WHAT TO DO:
Print nothing beyond the line with "Mark one point per instance of the dark shoreline": every line from the beginning of the data up to it, that line included, and no pictures.

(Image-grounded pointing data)
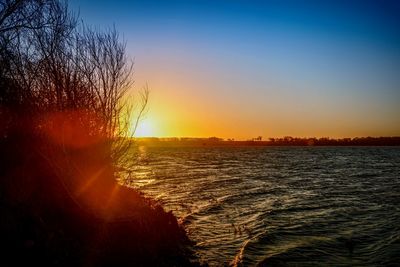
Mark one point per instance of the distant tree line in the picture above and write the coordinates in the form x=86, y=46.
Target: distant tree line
x=284, y=141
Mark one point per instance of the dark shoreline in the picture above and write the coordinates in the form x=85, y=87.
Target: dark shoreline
x=279, y=142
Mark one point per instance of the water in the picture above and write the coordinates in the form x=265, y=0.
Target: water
x=302, y=206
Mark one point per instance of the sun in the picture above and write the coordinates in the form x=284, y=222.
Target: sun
x=144, y=129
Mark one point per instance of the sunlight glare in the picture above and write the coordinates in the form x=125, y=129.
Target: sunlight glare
x=145, y=129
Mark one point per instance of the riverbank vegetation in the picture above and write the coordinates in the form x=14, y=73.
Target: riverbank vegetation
x=64, y=113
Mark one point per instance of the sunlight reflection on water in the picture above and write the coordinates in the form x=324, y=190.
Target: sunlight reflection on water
x=306, y=206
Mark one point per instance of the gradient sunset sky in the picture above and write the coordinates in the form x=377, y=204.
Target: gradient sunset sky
x=240, y=69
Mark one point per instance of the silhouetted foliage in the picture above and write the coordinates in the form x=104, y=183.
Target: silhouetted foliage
x=63, y=118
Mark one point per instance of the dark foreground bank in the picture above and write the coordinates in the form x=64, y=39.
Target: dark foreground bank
x=80, y=216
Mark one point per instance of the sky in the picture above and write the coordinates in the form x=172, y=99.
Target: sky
x=241, y=69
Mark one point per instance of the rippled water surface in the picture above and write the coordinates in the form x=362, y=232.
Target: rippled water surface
x=302, y=206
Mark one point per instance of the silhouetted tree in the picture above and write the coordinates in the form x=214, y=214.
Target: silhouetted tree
x=51, y=64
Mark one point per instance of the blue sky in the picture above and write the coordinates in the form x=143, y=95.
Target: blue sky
x=271, y=68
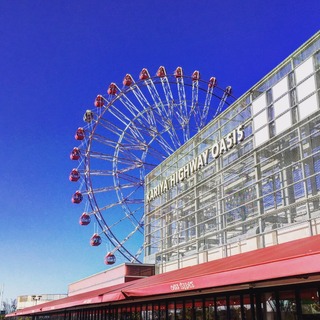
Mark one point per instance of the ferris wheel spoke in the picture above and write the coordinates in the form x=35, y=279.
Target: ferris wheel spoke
x=182, y=114
x=223, y=100
x=141, y=116
x=204, y=114
x=195, y=110
x=166, y=89
x=158, y=103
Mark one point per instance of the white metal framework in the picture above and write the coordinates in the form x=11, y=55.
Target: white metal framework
x=129, y=132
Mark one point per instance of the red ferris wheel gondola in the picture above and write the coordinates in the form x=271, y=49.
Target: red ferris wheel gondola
x=77, y=197
x=74, y=175
x=79, y=135
x=95, y=240
x=99, y=101
x=212, y=82
x=110, y=258
x=127, y=80
x=84, y=219
x=196, y=75
x=112, y=90
x=178, y=72
x=75, y=154
x=144, y=74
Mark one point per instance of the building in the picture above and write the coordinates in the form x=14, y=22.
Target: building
x=249, y=180
x=26, y=301
x=232, y=217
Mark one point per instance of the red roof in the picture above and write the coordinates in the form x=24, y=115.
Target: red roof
x=294, y=258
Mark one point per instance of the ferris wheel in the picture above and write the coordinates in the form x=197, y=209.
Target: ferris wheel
x=130, y=131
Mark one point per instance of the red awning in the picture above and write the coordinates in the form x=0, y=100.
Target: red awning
x=294, y=258
x=291, y=259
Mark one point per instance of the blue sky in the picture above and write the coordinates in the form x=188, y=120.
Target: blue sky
x=56, y=56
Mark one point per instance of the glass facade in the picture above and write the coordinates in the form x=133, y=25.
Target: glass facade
x=250, y=179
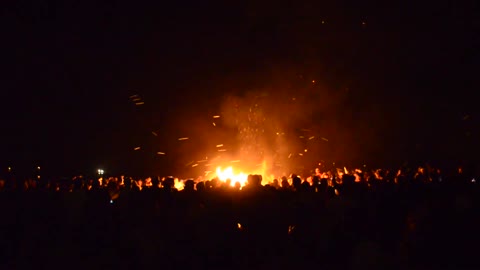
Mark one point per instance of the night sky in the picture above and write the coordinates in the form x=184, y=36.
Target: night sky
x=69, y=68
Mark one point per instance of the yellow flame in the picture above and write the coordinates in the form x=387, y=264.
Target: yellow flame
x=228, y=173
x=179, y=184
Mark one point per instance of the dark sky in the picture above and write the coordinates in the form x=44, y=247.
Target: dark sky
x=69, y=67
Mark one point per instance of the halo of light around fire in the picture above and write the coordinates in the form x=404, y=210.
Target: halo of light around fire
x=229, y=174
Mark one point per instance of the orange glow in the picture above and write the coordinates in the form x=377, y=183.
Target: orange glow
x=228, y=173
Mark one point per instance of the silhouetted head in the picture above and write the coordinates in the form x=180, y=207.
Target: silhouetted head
x=254, y=180
x=168, y=183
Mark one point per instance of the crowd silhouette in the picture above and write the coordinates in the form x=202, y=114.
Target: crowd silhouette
x=401, y=219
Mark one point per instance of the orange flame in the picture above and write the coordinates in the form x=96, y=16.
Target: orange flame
x=229, y=174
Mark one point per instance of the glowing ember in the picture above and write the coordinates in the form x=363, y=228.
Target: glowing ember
x=179, y=184
x=228, y=174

OUTPUT FOR THIS EXERCISE:
Mark one point per instance of the distant tree line in the picture above and write the coordinates in the form x=86, y=46.
Target: distant tree line
x=284, y=141
Mark one point per instance of the dark shoreline in the picture above and write the coordinates in the form x=85, y=87.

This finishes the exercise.